Referring expression data

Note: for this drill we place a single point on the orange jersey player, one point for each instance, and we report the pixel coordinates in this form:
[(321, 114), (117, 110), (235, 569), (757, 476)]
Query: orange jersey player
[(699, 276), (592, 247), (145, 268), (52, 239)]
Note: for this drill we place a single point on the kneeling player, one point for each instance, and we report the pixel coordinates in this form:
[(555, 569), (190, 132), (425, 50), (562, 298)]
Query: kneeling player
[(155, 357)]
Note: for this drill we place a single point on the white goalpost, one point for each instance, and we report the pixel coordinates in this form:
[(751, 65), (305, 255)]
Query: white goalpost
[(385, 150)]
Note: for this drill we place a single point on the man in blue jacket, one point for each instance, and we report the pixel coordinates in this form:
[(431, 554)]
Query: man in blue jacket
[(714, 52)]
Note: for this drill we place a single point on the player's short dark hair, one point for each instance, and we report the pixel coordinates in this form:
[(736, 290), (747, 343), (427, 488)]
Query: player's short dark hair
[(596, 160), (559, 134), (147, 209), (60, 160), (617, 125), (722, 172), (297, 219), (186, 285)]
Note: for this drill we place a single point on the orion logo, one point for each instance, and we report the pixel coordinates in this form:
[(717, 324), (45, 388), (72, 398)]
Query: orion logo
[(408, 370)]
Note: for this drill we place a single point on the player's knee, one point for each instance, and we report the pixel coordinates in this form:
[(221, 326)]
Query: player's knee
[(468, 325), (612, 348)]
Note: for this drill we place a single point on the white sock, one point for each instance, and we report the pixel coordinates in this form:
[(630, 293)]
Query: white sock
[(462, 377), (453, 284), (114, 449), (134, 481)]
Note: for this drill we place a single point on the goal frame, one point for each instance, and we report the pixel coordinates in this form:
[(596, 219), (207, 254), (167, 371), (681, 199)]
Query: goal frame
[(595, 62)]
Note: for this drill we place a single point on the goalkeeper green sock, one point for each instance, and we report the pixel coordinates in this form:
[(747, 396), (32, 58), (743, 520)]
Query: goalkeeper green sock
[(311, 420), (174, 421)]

**Your assignment**
Your task is to restate every record word for word.

**Solution to the problem**
Note: for this drill we place a single point on the orange jersey player, one point for each instance, and we report the pixel coordinates in this form:
[(321, 114), (117, 110), (235, 569), (757, 476)]
Query: orange jersey player
[(699, 276), (592, 247), (145, 268), (52, 239)]
Note: for this drill we place a single point on the kneeling player, one point for each instance, and we report the pixel coordinates in this form:
[(555, 569), (190, 132), (425, 50), (562, 298)]
Query: kneeling player
[(155, 357)]
Note: for this drill we place a single point on the white goalpost, one point for each instance, and we report the pixel coordinates in this form:
[(751, 65), (305, 255)]
Query: white goalpost
[(385, 150)]
Note: for this drill we place a single point on the man in blue jacket, one point for each instance, and we report the pixel coordinates in this form:
[(431, 554)]
Query: man in blue jacket
[(714, 52)]
Note: for this drill we place a single point on the player's short dark hair, one point for each instance, and we report the pixel coordinates in this form:
[(736, 290), (747, 343), (427, 488)]
Query: player's short dark hair
[(596, 160), (559, 134), (147, 209), (60, 160), (617, 125), (722, 172), (297, 219), (186, 285)]
Note: for this drill we place a single point on the orion logo, one point for each instance, and we report the pixel coordinates in this form:
[(717, 324), (45, 388), (72, 398)]
Query: orion logo
[(408, 370)]
Note: for this drill we place a single point on the player's knee, one point for each instance, and we report the pixel coordinates in this form:
[(221, 326)]
Query: player's knee
[(468, 325), (612, 348)]
Note: for this drill we place a single point on the white sock, one point for each instance, and we report the pixel coordinates in this form:
[(630, 293)]
Query: white sock
[(462, 377), (453, 284), (114, 449), (134, 481)]
Note: for this drill we place a single point on the goal frame, one point for each instance, and we report the pixel coordinates in this form:
[(596, 219), (207, 254), (167, 371), (681, 199)]
Query: goal frame
[(595, 62)]
Note: for this drill we place a single point on the goalkeeper green sock, one point for each instance, and we report the pixel coordinates in this form:
[(747, 396), (32, 58), (743, 520)]
Query: goalkeeper green sock
[(311, 420), (174, 421)]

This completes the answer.